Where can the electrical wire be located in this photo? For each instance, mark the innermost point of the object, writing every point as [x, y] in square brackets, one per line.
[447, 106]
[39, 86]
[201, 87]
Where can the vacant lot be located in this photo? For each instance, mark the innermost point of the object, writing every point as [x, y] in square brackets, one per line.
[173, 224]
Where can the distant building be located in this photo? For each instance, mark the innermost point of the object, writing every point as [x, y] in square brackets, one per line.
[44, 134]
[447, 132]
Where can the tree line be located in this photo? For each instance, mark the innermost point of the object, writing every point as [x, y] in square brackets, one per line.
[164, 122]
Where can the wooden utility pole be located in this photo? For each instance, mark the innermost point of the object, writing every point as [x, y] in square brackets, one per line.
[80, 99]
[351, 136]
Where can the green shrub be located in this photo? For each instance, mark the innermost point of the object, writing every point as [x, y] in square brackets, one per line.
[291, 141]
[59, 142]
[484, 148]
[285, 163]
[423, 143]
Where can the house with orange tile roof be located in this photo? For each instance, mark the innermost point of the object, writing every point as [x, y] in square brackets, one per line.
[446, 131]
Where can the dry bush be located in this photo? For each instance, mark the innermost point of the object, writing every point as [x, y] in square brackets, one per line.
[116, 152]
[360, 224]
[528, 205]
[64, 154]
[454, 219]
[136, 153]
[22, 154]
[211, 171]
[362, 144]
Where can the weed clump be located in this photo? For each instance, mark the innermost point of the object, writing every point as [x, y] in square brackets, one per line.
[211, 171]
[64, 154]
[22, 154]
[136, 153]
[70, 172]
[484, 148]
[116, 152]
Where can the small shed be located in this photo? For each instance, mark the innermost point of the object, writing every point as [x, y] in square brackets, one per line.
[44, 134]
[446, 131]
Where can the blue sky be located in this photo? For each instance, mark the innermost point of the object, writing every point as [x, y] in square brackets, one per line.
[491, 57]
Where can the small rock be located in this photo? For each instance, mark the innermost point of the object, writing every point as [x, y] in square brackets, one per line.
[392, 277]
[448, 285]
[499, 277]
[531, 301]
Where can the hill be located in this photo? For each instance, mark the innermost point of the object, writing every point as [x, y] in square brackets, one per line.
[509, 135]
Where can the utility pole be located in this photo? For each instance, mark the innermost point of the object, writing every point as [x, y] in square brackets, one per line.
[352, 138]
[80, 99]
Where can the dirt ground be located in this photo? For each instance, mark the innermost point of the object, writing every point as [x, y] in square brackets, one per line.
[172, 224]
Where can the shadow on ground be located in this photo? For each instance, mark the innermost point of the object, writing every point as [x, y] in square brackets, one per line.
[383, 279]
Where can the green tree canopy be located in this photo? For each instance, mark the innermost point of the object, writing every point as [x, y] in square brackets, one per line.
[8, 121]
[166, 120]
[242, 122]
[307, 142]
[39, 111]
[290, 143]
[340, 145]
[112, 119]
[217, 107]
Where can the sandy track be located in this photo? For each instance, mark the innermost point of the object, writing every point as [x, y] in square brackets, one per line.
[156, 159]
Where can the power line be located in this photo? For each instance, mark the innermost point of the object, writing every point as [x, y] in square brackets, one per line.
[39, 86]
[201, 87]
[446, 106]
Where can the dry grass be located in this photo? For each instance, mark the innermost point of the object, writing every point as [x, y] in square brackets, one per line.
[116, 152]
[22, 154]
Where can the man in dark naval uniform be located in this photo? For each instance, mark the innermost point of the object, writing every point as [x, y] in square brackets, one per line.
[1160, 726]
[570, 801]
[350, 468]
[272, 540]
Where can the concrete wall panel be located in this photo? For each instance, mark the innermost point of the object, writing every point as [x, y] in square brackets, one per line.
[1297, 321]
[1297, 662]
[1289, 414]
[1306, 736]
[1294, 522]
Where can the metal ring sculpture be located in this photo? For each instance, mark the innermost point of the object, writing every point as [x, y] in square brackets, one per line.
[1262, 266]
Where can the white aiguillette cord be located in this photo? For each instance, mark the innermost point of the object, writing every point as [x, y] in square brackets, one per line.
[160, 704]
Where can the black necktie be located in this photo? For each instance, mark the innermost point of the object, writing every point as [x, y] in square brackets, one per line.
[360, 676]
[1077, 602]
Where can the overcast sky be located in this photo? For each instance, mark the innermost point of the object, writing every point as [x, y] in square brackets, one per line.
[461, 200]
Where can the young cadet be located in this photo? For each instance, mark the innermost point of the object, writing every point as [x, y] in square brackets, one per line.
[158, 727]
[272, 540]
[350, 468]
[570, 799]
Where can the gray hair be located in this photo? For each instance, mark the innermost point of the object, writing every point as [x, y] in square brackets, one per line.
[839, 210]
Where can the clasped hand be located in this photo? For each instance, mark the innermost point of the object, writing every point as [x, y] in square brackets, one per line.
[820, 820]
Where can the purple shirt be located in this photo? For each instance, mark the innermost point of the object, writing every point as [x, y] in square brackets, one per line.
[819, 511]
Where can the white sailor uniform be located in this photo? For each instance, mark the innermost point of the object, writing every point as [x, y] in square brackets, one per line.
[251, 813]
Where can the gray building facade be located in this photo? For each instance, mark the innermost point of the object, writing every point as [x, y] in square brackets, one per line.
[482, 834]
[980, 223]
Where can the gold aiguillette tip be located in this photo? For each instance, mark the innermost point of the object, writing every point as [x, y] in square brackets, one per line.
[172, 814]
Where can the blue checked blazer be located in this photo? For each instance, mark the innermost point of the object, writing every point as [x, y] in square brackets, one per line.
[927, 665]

————————

_Your goal_. Format every line of the records above as a numbered list, omitting any blank lines.

_Worked answer_.
1. Where can the electrical wire be located in this photo? For each instance, mark the innermost point of the object, writing every point as [x, y] in square brackets, one per line.
2. [447, 106]
3. [39, 86]
4. [201, 87]
5. Where can the vacant lot be located in this photo? For each instance, mark the innermost point of the object, writing every point as [x, y] in square brackets, one per line.
6. [173, 224]
7. Where can the distant building be located in this photo? For each instance, mark the innermost point of the object, writing every point as [x, y] in square brackets, one per line.
8. [44, 134]
9. [447, 132]
10. Where can the tree line be located in this photo? For each instance, mark the innermost point of the object, writing every point as [x, y] in square brackets, one per line.
11. [164, 122]
12. Where can the wooden utility pole be located in this photo? For each instance, mark the innermost point of the object, writing every point as [x, y] in square brackets, one per line.
13. [80, 99]
14. [351, 136]
15. Where can the green shrub be located in this photo? For each instance, mark the innermost point of the object, writing every point as [x, y] in square brackets, one per line.
16. [291, 141]
17. [59, 142]
18. [484, 148]
19. [285, 163]
20. [423, 143]
21. Where can the house with orange tile roof be located in this photo? For each instance, mark the innermost point of the object, writing every point as [x, y] in square brackets, one per line.
22. [446, 131]
23. Where can the dry bush be located in this photo? For each instance, mark the innermost point of the object, writing every point as [x, y] in square brackets, one per line.
24. [116, 152]
25. [360, 224]
26. [528, 205]
27. [64, 154]
28. [454, 219]
29. [136, 153]
30. [22, 154]
31. [211, 171]
32. [362, 144]
33. Where can the weed clump be located in this photo? For each instance, mark the innermost point of the object, writing every point as [x, y] in square brackets, one per line.
34. [211, 171]
35. [64, 154]
36. [22, 154]
37. [136, 153]
38. [70, 172]
39. [484, 148]
40. [116, 152]
41. Where can the small shed be located in this photo? For each instance, mark the innermost point of the object, writing every point as [x, y] in square brackets, one per line.
42. [44, 134]
43. [446, 131]
44. Where can the blue sky be located in this photo? For each instance, mark the innermost point of the object, writing every point as [x, y] in square brackets, one per line.
45. [491, 57]
46. Where can the small rock be located in this photo? For each instance, mark the innermost point of the object, writing every point as [x, y] in square brackets, one per line.
47. [392, 277]
48. [448, 285]
49. [499, 277]
50. [531, 301]
51. Where can the hill be located in this photo? For each instance, mark the innermost point of the object, writing every point as [x, y] in square brackets, one per line.
52. [509, 135]
53. Where can the utility pole be located in this photo? For each instance, mark the innermost point of the object, writing every point as [x, y] in square brackets, one per line.
54. [352, 138]
55. [80, 99]
56. Where can the dirt ground be located in this photo? For each instance, mark the innermost point of the object, writing every point as [x, y] in square brackets, one per line.
57. [172, 224]
58. Where can the shadow on ground be located in this photo? For each instance, mark the innermost point of the object, writing every point as [x, y] in square brackets, one per line.
59. [383, 279]
60. Where can the green tree canopy be located in this photo? For each instance, mark the innermost point of the object, writing every point as [x, y] in square brackets, one per line.
61. [8, 121]
62. [166, 120]
63. [242, 122]
64. [307, 142]
65. [39, 111]
66. [290, 143]
67. [340, 145]
68. [112, 119]
69. [217, 107]
70. Where can the sandy track be located in this photo? For each instance, mark the innermost point of the object, writing every point as [x, y] in square brackets, one per line.
71. [156, 159]
72. Where can the power line be located in this photo? For each instance, mark the innermost point of the object, writing every point as [x, y] in square brackets, one per line.
73. [39, 86]
74. [201, 87]
75. [446, 106]
76. Where can the dry grass be located in this photo? For each instance, mark the innermost point of the object, writing every point as [x, y] in square brackets, one per line.
77. [116, 152]
78. [22, 154]
79. Where can the man in dark naval uniform be located in this photo? For each instance, mark the innermost point of the object, writing every point as [x, y] in square brackets, one per line.
80. [1160, 726]
81. [570, 801]
82. [350, 468]
83. [272, 540]
84. Where can the concrete wall panel be located in this photo? For each instance, mark the innermost point of the object, writing every point as [x, y] in square brackets, one per line.
85. [1297, 321]
86. [1297, 662]
87. [1289, 414]
88. [1306, 736]
89. [1294, 522]
90. Where can the metal ring sculpture be located in this photo? For each instance, mark the innermost point of the object, writing every point as [x, y] in square brackets, one per line.
91. [1262, 266]
92. Where can the white aiguillette cord be located in this photo? For each instance, mark the innermost point of the object, writing every point as [x, y] in square brackets, one per line.
93. [160, 704]
94. Where can the black necktie be located in this photo? For each instance, mark the innermost point of the object, writing every point as [x, y] in square brackets, one per line.
95. [360, 676]
96. [1077, 602]
97. Where can the overcast sky be located in this photo? For each instance, mark the innermost point of the object, writing every point as [x, y] in square brackets, one per line.
98. [461, 200]
99. Where can the young cadet be located in this photo? For each instance, mark the innermost point of the object, writing every point as [x, y] in square brackets, one per line.
100. [158, 727]
101. [272, 540]
102. [350, 468]
103. [570, 799]
104. Where can the gray hair be located in this photo? For each instance, mark the innermost point of the object, writing every point as [x, y] in square brackets, one per line.
105. [839, 210]
106. Where can the clasped hand be located in this photo? For each instance, mark the innermost point of the object, writing every point as [x, y] in square brackets, one per line.
107. [820, 820]
108. Where can the purple shirt be located in this photo? For each instance, mark the innermost point of the object, writing every point as [x, y] in square brackets, one per line.
109. [819, 511]
110. Where can the white sailor uniform be located in this photo? For each instance, mark the innermost point of the object, writing every point as [x, y] in square brackets, one per line.
111. [251, 813]
112. Where can the gray building facade be located in this photo? For each instance, mark the innermost point of the object, writing every point as [x, y] in square brackets, one per line.
113. [482, 834]
114. [980, 223]
115. Where can the gold aiguillette tip be located in this photo? For each instance, mark the innermost point of the object, writing every point as [x, y] in square brackets, one per line.
116. [172, 814]
117. Where can the blue checked blazer be located in this photo? For each instance, mark the innermost point of the object, writing every point as [x, y] in square brackets, one per line.
118. [927, 665]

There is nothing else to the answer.